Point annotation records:
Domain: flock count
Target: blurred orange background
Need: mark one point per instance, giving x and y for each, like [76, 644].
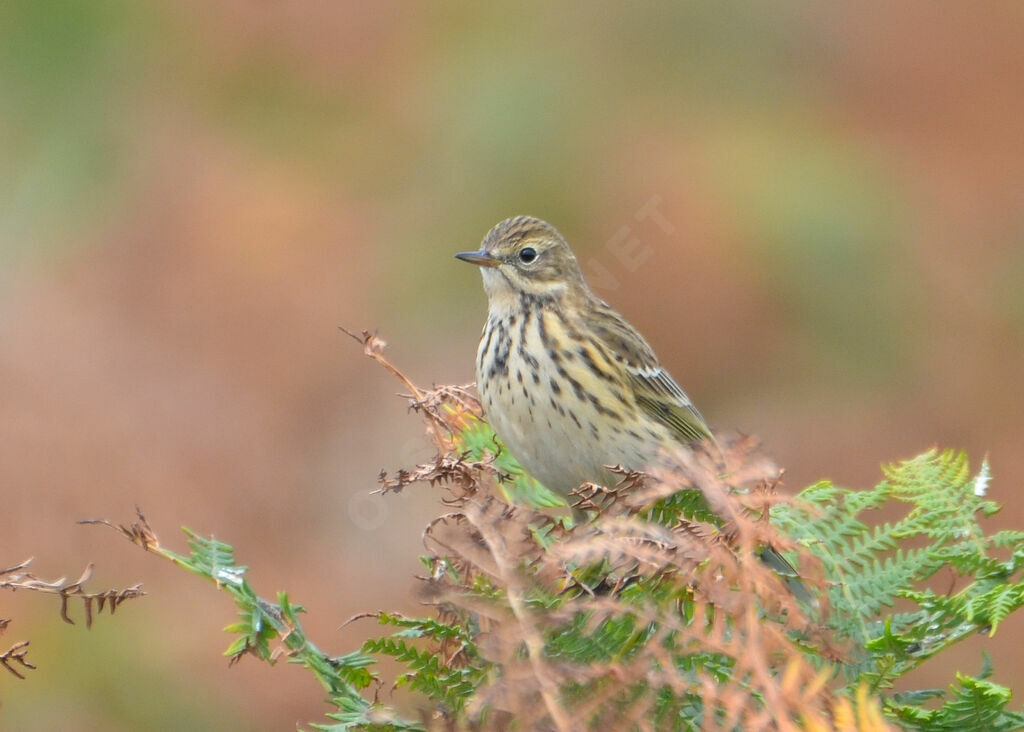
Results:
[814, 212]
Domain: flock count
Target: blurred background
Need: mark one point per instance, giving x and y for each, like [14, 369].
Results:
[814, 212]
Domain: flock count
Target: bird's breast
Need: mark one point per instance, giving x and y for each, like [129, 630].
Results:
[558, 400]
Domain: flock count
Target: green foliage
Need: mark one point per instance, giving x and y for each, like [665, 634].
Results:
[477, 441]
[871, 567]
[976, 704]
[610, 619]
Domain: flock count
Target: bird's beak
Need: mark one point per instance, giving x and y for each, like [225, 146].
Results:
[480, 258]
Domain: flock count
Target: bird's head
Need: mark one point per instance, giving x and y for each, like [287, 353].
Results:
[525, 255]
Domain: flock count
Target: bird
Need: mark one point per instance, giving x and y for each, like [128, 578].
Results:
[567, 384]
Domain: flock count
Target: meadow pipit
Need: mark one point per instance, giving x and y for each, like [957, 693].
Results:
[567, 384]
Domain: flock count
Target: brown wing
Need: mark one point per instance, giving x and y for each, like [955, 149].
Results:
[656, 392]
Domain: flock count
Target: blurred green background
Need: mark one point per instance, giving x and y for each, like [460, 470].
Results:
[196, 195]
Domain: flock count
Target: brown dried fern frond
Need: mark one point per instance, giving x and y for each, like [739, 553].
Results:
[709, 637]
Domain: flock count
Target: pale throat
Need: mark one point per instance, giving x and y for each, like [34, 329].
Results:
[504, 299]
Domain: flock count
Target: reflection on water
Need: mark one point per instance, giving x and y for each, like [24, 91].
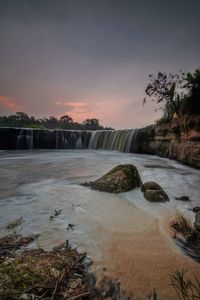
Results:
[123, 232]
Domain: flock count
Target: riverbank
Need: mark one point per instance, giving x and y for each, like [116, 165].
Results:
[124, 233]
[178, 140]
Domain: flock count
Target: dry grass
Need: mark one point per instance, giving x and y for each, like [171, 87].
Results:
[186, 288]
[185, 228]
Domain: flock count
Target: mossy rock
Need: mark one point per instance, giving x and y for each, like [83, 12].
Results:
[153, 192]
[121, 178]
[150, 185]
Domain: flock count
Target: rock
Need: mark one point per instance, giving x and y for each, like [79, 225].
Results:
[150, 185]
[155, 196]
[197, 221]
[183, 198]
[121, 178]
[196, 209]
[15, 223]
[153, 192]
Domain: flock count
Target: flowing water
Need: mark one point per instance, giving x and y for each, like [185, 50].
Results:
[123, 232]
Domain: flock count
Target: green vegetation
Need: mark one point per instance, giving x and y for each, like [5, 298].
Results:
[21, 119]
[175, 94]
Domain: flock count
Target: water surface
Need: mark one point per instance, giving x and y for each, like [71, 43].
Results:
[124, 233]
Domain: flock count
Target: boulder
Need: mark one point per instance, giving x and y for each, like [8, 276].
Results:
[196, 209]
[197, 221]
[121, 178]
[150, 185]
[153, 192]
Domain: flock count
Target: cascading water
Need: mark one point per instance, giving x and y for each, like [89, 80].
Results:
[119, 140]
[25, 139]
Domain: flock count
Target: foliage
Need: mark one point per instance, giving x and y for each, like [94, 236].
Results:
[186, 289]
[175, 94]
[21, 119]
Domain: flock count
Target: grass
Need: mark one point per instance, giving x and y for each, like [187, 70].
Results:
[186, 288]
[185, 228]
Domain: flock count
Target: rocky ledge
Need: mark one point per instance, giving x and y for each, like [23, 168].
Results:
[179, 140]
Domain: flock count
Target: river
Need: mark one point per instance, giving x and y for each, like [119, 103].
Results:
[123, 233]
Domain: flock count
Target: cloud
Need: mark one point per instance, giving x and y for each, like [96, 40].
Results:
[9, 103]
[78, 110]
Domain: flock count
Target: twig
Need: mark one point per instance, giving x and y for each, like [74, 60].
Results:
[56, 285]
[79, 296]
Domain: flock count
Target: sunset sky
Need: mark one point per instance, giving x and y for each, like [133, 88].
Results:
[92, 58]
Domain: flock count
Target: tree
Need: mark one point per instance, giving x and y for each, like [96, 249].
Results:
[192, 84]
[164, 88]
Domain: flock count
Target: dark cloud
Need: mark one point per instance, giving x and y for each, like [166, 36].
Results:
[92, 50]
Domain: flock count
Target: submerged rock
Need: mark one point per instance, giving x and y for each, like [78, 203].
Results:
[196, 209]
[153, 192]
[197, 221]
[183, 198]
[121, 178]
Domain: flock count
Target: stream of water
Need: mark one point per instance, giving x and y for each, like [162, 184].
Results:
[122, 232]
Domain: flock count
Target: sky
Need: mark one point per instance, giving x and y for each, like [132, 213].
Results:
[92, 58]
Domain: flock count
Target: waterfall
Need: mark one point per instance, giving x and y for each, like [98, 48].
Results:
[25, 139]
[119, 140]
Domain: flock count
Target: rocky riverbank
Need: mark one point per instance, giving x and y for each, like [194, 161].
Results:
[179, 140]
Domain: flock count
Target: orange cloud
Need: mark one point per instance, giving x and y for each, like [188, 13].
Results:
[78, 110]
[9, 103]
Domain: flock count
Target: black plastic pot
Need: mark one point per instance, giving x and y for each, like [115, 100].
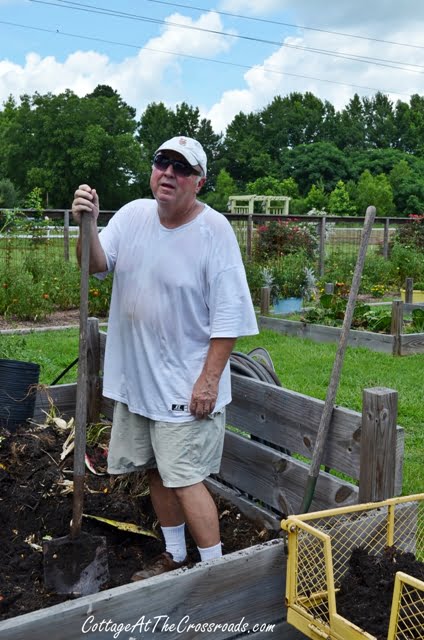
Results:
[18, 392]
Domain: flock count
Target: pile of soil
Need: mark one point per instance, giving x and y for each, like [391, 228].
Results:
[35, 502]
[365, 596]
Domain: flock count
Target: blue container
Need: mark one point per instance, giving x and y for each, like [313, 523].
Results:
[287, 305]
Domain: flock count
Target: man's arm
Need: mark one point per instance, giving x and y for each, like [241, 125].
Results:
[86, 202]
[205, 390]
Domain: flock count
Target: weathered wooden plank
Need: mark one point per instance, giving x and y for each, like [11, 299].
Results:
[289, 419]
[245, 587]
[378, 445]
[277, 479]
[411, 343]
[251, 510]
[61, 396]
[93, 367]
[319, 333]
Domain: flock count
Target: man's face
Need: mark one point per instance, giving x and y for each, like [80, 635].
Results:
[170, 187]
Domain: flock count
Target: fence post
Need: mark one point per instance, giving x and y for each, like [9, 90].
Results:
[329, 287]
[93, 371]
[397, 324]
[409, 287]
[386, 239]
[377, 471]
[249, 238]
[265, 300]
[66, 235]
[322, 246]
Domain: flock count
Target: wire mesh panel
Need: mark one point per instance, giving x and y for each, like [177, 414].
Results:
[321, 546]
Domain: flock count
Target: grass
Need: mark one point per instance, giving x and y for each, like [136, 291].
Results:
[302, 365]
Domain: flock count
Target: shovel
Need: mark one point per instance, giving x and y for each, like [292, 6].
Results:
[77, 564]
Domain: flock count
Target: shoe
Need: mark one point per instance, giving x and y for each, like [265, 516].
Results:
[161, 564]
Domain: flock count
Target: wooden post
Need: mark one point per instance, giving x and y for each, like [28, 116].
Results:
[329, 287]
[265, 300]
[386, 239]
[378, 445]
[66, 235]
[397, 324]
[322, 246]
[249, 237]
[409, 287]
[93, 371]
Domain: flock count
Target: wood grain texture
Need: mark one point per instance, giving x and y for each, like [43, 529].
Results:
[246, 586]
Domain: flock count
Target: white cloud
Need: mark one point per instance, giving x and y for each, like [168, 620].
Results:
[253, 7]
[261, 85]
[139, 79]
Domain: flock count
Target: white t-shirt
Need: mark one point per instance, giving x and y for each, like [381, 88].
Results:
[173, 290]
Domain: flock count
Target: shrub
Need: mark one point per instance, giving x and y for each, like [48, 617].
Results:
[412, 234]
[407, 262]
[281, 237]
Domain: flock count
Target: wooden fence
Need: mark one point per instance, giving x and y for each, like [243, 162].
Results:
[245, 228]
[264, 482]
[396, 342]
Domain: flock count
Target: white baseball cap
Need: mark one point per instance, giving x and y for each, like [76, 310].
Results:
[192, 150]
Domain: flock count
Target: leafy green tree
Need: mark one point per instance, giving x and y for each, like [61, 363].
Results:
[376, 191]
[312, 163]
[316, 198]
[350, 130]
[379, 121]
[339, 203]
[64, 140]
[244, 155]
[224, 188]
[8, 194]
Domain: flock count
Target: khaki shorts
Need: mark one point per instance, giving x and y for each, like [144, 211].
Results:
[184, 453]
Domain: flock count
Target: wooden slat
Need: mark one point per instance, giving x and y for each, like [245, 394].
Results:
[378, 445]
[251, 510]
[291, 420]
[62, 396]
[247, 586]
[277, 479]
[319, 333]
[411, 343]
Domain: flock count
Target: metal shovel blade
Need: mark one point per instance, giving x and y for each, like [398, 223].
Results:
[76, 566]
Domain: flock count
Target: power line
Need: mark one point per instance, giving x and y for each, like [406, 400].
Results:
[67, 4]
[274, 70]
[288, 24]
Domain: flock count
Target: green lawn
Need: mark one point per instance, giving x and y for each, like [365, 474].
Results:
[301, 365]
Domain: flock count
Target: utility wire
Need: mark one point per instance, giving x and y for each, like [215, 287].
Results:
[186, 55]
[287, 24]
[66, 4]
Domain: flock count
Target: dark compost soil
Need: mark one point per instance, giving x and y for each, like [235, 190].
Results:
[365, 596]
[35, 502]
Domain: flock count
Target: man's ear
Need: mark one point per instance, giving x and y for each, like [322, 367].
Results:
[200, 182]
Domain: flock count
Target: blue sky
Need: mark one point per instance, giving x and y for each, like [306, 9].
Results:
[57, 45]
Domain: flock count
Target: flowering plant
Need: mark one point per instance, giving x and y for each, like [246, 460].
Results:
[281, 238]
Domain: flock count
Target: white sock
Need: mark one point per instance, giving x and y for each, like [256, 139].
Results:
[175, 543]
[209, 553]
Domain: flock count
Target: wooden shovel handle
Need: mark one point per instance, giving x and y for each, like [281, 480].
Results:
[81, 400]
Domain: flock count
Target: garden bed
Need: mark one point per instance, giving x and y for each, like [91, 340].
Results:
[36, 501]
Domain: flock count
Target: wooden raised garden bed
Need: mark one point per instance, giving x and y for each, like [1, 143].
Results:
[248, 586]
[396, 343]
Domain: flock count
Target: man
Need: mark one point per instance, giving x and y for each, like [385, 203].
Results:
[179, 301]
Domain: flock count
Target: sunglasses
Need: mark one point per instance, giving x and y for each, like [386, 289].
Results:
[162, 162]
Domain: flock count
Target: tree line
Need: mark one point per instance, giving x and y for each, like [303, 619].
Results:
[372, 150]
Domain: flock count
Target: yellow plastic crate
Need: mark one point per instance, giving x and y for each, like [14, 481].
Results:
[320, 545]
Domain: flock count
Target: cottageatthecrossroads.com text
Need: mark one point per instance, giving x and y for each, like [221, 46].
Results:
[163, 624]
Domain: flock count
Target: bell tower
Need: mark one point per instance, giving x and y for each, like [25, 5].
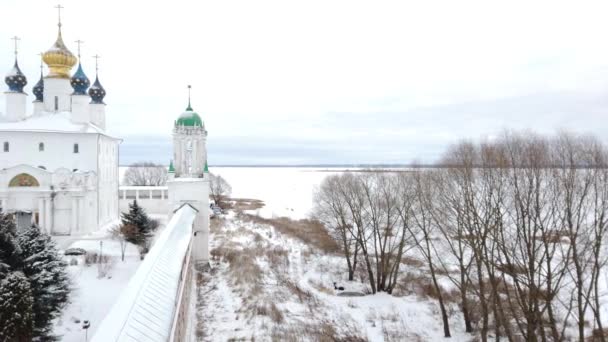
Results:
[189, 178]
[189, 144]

## EXERCISE OBJECTIVE
Count the lines in the listing above that contain the word "soil", with case counting, and give only that number.

## ANSWER BELOW
2